══ ITEMS

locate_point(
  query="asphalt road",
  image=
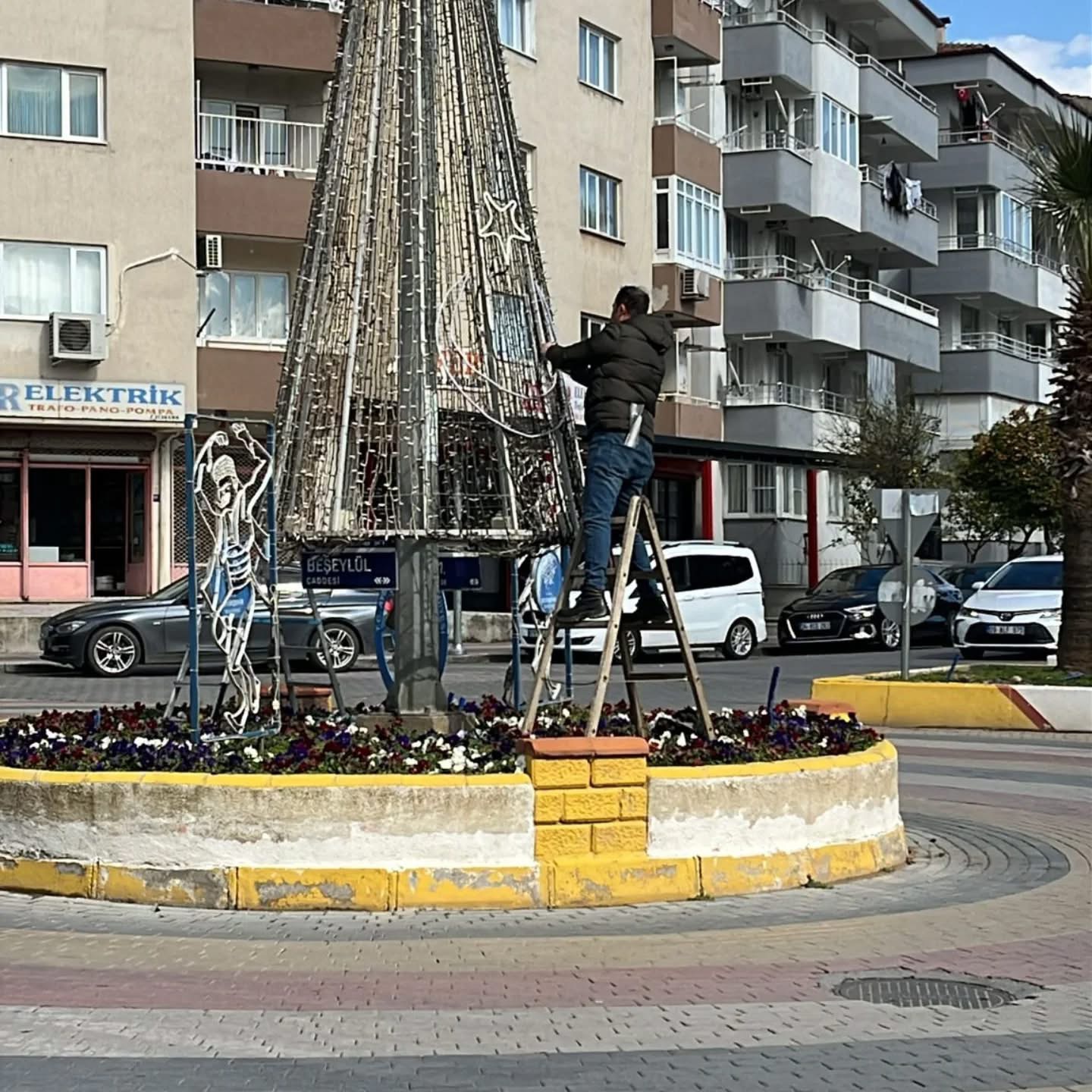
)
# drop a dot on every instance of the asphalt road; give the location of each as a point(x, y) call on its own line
point(33, 686)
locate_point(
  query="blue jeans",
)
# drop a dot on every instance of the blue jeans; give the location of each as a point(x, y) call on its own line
point(615, 474)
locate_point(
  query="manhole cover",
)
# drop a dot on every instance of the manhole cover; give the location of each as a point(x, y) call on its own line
point(911, 993)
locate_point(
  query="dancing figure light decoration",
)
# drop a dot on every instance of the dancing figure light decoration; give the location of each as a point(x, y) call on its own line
point(413, 405)
point(231, 590)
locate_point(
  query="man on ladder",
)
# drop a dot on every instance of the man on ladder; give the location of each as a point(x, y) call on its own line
point(623, 367)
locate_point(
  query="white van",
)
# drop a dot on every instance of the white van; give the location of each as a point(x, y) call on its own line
point(720, 590)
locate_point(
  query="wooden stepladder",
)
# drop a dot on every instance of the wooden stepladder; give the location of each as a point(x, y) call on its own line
point(639, 518)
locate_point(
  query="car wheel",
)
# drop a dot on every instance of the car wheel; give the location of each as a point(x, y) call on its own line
point(632, 639)
point(890, 635)
point(739, 642)
point(344, 647)
point(114, 652)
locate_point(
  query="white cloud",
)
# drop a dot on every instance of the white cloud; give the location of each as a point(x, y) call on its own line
point(1066, 66)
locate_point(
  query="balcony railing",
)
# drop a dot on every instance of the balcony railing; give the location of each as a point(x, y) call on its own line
point(948, 138)
point(789, 394)
point(873, 177)
point(767, 141)
point(987, 241)
point(778, 268)
point(821, 37)
point(258, 146)
point(977, 342)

════

◆ YOUR INSTRUCTIONS ◆
Copy all of the data above line for line, leaving out the picture.

◆ SOLVED PROBLEM ◆
locate_point(
  query="asphalt road",
  image=
)
# drop a dot on every instance of the asphalt road; give the location of each as a point(x, y) call on its own line
point(33, 686)
locate_point(
  query="blue jeans",
)
# drop a dot on every instance of the blue jeans; give the location of each as a point(x, y) call on its own line
point(615, 474)
locate_point(
  query="manhole cover",
)
# drop a dot on every instance of the manhole cover; give the location of each as a point(x, y) call on its own line
point(911, 993)
locate_point(
  query="dancing figure light decoration",
)
# drop a dot on every instance of the dancing figure light decoration; give the location of each as a point(x, y) call on its own line
point(413, 405)
point(231, 590)
locate_point(
  query="man on ladder",
)
# drop a dot on every instance of the man on ladder; give the location of each as a point(x, y) call on its own line
point(623, 367)
locate_point(
  query="white van",
)
# drop a dot on every instance of the white van; give the location of each as a point(x, y) call on its own line
point(720, 590)
locate_point(
  query="wooden stepladder",
)
# drop a dot on every instance of the wooden stepladder; give the location of each as a point(x, y) call on its own line
point(639, 518)
locate_point(
  query="car wheel",
)
# drop a dot on every instance of the car wheel; give the location of each as a point(x, y) call on its own line
point(632, 639)
point(890, 635)
point(739, 642)
point(344, 647)
point(114, 652)
locate_point(
  query="white cloud",
)
# drop a dot on every instance of the white cloud; give the location of each as a point(x, y) call on its own line
point(1066, 66)
locate_point(
  query="balcony railing",
)
# drop a dot on every instance of the balcony railing; give the location of each as a point(x, y) call on its own line
point(948, 138)
point(789, 394)
point(873, 177)
point(767, 141)
point(987, 241)
point(778, 268)
point(821, 37)
point(258, 146)
point(977, 342)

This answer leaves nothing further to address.